= Extract provided =
You say "the perfect strategy exists in every game and poker is no exception." Perhaps, but it is true that at this point in time we do not know what the perfect strategy is in a true, multiway poker game with infinite bet sizes and different stack depths, i.e., a real game, correct? Suffice it to say that a complete solution to NLH has not been found.

Chess is not a good comparison to poker for game theory solving purposes for 2 reasons. Chess is a game of perfect information, poker is a game of imperfect information. There is a limit to the number of moves available in a game of chess that makes it easier to solve than multiway NLH.

You say, "you can try to beat a GTO player (by deviating from his GTO strategy) and you will still lose." First of all, different GTO players use different GTO strategies. You can have 1 player running stats for a 2.5x open raise and another guy running stats for a 3.5x open raise and they will have different strategies but they will both tell you they are playing GTO. Second, as we already covered, no one actually plays GTO. Third, if you don't play differently from your opp's GTO strategy, you are just supposed to break even, no? Fourth, when you say "lose" you mean lose EV, right? If I deviate from your GTO strategy and refuse to play as your precise strategy pair, then I lose EV, but I may win actual money. You may win EV all night but lose actual money.

I have got to go. I'll add some comments on the rest of this later. It is fascinating stuff. I am really just playing devil's advocate. No disrespect intended. Quite the contrary, I have a lot of respect for all of you knowledgeable GTO folks.

= Tasks =
(A) Check each statement against the poker strategy post and mark it yes or no, quoting the words of the post that decide it: (i) a complete solution to NLH has been found; (ii) chess is a game of perfect information; (iii) everyone actually plays GTO.
(B) Which two open-raise sizes does the poker strategy post use to illustrate that different GTO players run different strategies?
(C) Extend the post on GTO poker strategy, starting after its final sentence.
The records are drawn from a separate source, unrelated to the poker discussion.

Dataset rows:
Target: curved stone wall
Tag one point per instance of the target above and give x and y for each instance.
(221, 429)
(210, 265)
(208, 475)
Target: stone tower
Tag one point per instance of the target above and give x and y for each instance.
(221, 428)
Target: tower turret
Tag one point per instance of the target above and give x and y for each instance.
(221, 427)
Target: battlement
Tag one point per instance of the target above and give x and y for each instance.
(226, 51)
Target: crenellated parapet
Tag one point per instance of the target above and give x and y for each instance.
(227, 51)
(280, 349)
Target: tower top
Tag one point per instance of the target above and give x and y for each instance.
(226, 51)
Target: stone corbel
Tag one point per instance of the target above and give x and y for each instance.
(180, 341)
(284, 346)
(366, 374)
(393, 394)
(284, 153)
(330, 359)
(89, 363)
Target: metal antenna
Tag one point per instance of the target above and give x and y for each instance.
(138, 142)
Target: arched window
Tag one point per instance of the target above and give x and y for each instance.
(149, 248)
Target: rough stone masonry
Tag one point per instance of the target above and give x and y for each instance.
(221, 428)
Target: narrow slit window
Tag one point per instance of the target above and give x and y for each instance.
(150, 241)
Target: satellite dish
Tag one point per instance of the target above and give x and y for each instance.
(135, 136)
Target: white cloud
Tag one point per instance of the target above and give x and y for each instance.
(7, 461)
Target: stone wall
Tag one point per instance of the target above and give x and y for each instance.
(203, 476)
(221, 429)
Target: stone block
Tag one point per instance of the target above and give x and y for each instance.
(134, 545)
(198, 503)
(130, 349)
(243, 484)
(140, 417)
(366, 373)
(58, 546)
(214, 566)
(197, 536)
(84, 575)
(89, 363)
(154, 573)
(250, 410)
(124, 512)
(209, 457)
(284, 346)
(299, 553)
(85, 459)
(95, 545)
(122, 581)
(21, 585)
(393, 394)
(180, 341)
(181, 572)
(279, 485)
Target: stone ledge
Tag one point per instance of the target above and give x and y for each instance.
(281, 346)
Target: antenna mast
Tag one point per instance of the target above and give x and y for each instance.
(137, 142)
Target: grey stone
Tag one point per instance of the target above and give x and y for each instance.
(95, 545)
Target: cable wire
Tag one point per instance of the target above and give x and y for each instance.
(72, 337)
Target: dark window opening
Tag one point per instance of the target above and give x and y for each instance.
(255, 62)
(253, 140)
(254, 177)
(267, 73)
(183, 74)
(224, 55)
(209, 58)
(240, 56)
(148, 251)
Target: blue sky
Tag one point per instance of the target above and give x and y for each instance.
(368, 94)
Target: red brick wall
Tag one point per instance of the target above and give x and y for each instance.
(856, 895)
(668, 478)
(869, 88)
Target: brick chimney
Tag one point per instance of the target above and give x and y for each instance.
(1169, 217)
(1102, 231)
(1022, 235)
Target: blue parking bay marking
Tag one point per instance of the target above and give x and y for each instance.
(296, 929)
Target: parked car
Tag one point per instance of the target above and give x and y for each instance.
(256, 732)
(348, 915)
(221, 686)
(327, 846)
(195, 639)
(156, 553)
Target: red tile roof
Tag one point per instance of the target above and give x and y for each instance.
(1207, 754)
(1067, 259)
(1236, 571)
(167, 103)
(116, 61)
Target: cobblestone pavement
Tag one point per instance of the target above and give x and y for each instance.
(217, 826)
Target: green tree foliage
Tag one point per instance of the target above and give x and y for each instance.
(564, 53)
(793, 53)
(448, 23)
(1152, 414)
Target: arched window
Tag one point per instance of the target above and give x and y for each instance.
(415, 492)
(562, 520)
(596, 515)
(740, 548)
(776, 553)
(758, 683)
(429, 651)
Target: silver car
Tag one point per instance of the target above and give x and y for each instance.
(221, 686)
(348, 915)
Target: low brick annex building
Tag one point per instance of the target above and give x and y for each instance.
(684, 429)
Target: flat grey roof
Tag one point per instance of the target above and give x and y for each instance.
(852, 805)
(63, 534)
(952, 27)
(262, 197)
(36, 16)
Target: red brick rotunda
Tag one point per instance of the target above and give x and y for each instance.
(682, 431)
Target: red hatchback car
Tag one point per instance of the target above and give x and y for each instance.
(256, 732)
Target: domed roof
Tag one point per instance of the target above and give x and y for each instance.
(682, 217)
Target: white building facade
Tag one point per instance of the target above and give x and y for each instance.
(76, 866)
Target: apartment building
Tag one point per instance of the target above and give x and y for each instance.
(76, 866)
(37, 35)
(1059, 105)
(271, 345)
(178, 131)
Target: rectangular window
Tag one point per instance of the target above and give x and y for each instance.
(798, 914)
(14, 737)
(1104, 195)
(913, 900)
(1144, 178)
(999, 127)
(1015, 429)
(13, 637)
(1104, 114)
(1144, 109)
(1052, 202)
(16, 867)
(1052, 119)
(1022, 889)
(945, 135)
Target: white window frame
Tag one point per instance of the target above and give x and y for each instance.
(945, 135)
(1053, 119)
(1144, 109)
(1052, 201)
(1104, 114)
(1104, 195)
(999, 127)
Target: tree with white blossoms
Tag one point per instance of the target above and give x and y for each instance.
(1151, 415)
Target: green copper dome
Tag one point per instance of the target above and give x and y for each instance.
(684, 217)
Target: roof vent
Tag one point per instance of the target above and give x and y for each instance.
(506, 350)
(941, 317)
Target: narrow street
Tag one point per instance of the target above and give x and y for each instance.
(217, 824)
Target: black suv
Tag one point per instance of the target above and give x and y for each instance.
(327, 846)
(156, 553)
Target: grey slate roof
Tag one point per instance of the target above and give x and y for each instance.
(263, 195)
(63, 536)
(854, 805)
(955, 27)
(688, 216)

= Task answers =
(A)
(i) No: "Suffice it to say that a complete solution to NLH has not been found."
(ii) Yes: "Chess is a game of perfect information"
(iii) No: "no one actually plays GTO."

(B) 2.5x and 3.5x.

(C)
Everything you need to know about GTO in poker; FAQ/common misconceptions Quote
09-24-2021 , 10:53 AM
Really good post overall. I would only add two things:

First, to what you said about not knowing if we can prove whether there is more than one Nash equilibrium in theory: I am almost certain that it is far beyond humans' current theoretical capability to know whether more than one Nash equilibrium exists. But one important comment about that as well. In HU, even if there is more than one Nash equilibrium, they must have the same EV for both players. This is a mathematical fact. So if you are playing HU, and you could somehow know that your own strategy is GTO, there is no reason to worry that someone else might be playing "different GTO." In multiway, however, this is far from the case, at least in theory.

Secondly:

Quote:
Originally Posted by Aesah
"GTO only exists in heads up poker, not 6-max." Technically true if you use the definition of GTO as "an unbeatable strategy", it doesn't exist in multiplayer due to collusion. However, Nash Equilibrium does exist, and using that as a baseline is a good starting point. Again, if perfectly replicated it will win at an almost unfathomable bb/100 in any lineup where your opponents aren't all poker experts colluding against you. Of course, in heads up it is literally unbeatable in any way to defeat a GTO player.
The bolded is sort of true but is not the whole story.

Sort of a semi-example/thought experiment here is let's say you sit down in a 6-handed game and somehow you and all your opponents know how to play GTO. So you all play GTO and you all get some fixed EV per orbit. Let's just simplify and assume it's 0.

Now let's say that one of the GTO players gets up and a new player sits down who does not play GTO. You and 4 of your opponents continue playing GTO and this player deviates. Let's even say this player deviates in a way that causes them to lose, which in theory is not guaranteed--that player could break even. So just as a thought experiment, say that player loses 3 big blinds per orbit.

I think it is obvious that those 3 big blinds will not necessarily be distributed equally to the winrates of the GTO players at the table, right? This would be because of positional assymetry. So your new winrate will be a function of both how the player plays, and what seat they're at.

What I think is not obvious is that it is theoretically possible that one or more of the GTO players' winrates could also go below 0 once this new player sits down. And no collusion--not even a second non-GTO player--is required for this to be true.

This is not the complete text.